##### Supplied text #####
Wednesday, April 28th 2021
AMD Zen 5 "Strix Point" Processors Rumored To Feature big.LITTLE Core Design
AMD launched the 7 nm Zen 3 microarchitecture which powers Ryzen 5000 processors in late 2020, we expect AMD to follow this up with a Zen 3+ on 6 nm later this year and a 5 nm Zen 4 in 2022. We are now beginning to receive the first rumors about the 3 nm Zen 5 architecture which is expected to launch in 2024 in Ryzen 8000 series products. The architecture is reportedly known as "Strix Point" and will be manufactured on TSMC's 3 nm node with a big.LITTLE core design similar to the upcoming Intel Alder Lake and the Apple M1. The Strix Point lineup will consist exclusively of APUs and could feature up to 8 high-performance and 4 low-performance cores which would be less than what Intel plans to offer with Alder Lake. AMD has allegedly already set graphics performance targets for the processors and that they will bring significant changes to the memory subsystem but with rumors for a product 3 years away from launch take them with a healthy dose of skepticism.
Sources:
MEOPC, Video Cardz
78 Comments on AMD Zen 5 "Strix Point" Processors Rumored To Feature big.LITTLE Core Design
They aren't doing one with audio jack and one without either.
Giving customers choice is really not Apple style, so what was your point again?
Targeting different cores based on the type of instruction isn't impossible, it has been done to some degree in recent SoCs. I know that apparently Samsung's chips are capable of tracking and executing threads that contain the 64 bit ISA side of instructions on the "big" cores and 32 bit ones on the the "middle" and "small". To what extent that actually happens in practice I don't know, my guess is that not a whole lot since the scheduling and context switching could be very expensive. That's not the purpose of the little cores, they're not meant to offer the highest degree of energy efficiency. They're role is to simply offer lower power consumption in absolute terms, even if the efficiency is actually worse overall.
The problem with the big cores is that they leak power and become increasingly inefficient the lower the clock speed and utilization is. So it turns out that when the workload is very light, the smaller cores end up consuming less power even if the execution is much slower and inefficient and that's very useful because burst workloads don't always matter.
If AMD goes that route, I wonder if there will still be 8, 12. 16 cores big and smaller to accompany those or the number of the big cores will be lowered.
Apple will switch to 4nm for their 2022 releases in Q4. Then Zen 4 can use 5nm sometime in 2022.
Intel 10nm Superfin happends in Q3 this year, and density is close to TSMC 7nm.
##### Extracted records #####
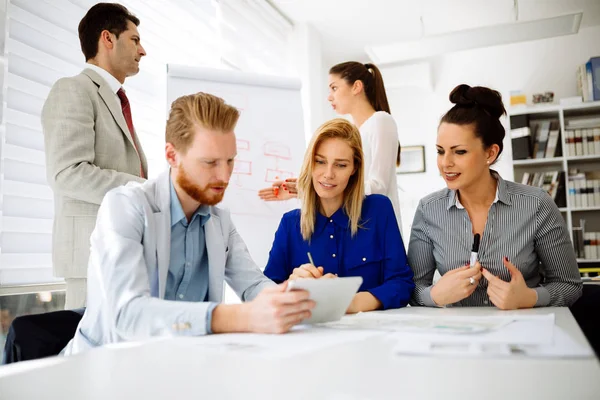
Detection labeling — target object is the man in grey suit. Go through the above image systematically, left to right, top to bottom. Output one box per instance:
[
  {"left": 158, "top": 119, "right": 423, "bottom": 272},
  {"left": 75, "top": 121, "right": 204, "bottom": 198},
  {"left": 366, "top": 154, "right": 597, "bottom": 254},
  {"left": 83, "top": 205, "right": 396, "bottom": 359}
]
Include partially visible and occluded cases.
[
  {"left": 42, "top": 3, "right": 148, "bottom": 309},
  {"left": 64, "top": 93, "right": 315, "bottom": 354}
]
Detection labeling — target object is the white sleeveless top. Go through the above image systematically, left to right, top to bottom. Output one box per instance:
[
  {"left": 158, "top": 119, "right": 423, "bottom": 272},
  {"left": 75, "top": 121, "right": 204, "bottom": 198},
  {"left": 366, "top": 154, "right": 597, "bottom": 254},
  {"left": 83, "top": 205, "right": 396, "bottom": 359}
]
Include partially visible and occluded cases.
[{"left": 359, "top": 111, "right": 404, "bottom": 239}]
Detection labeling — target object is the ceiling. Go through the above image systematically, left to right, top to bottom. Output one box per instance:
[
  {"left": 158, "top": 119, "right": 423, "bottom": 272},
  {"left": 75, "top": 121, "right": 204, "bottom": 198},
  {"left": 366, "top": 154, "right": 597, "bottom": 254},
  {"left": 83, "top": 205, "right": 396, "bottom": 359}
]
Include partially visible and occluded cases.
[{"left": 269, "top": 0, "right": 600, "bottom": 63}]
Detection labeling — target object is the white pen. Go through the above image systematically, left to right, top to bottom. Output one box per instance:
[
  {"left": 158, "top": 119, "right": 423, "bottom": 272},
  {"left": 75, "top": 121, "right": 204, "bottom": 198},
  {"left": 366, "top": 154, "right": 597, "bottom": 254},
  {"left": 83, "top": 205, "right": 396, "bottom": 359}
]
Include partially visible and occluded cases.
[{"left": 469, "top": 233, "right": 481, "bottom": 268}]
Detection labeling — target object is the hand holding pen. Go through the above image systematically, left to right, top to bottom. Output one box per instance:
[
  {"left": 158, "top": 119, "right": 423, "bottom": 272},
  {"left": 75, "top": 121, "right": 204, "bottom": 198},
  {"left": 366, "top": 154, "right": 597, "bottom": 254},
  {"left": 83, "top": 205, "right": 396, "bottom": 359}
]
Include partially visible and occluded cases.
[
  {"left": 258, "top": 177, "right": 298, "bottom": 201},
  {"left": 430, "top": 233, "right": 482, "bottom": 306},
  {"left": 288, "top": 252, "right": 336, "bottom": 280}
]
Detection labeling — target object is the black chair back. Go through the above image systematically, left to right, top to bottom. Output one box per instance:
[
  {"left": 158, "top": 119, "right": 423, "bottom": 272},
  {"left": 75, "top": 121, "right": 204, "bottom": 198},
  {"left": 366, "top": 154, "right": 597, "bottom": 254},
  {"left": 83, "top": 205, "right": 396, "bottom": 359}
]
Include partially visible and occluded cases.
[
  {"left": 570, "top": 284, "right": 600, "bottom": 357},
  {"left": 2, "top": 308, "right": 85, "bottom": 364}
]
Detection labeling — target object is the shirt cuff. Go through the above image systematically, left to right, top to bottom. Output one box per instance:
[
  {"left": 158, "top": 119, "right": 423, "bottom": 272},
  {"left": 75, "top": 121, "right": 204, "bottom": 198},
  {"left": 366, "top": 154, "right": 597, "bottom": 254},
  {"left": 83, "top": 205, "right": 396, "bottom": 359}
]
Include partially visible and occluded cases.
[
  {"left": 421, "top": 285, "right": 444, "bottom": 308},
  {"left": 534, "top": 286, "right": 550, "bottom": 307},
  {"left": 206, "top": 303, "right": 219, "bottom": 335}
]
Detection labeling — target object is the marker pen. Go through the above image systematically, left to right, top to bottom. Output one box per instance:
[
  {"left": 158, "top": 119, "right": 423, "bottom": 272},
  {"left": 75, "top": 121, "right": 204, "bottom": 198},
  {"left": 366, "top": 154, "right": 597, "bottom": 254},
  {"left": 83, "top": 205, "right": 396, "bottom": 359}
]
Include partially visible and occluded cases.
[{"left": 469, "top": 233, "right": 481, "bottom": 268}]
#####
(Tasks and exercises)
a – Please retype the passage of the Zen 5 article that begins at the words "The problem with" and stops after the words "don't always matter.".
b – Decide whether each statement agrees with the Zen 5 article, answering yes or no and quoting the deciding words:
(i) Strix Point will be manufactured on TSMC's 3 nm node.
(ii) The Strix Point lineup will include processors that are not APUs.
(iii) Zen 5 is expected to launch in 2023.
c – Answer these questions from the Zen 5 article:
(i) Which microarchitecture powers Ryzen 5000 processors?
(ii) Which sources are listed?
(iii) How many comments does the article have?

(Final results)
a –
The problem with the big cores is that they leak power and become increasingly inefficient the lower the clock speed and utilization is. So it turns out that when the workload is very light, the smaller cores end up consuming less power even if the execution is much slower and inefficient and that's very useful because burst workloads don't always matter.

b –
(i) Yes: "will be manufactured on TSMC's 3 nm node"
(ii) No: "The Strix Point lineup will consist exclusively of APUs"
(iii) No: "expected to launch in 2024 in Ryzen 8000 series products"

c –
(i) The 7 nm Zen 3 microarchitecture
(ii) MEOPC and Video Cardz
(iii) 78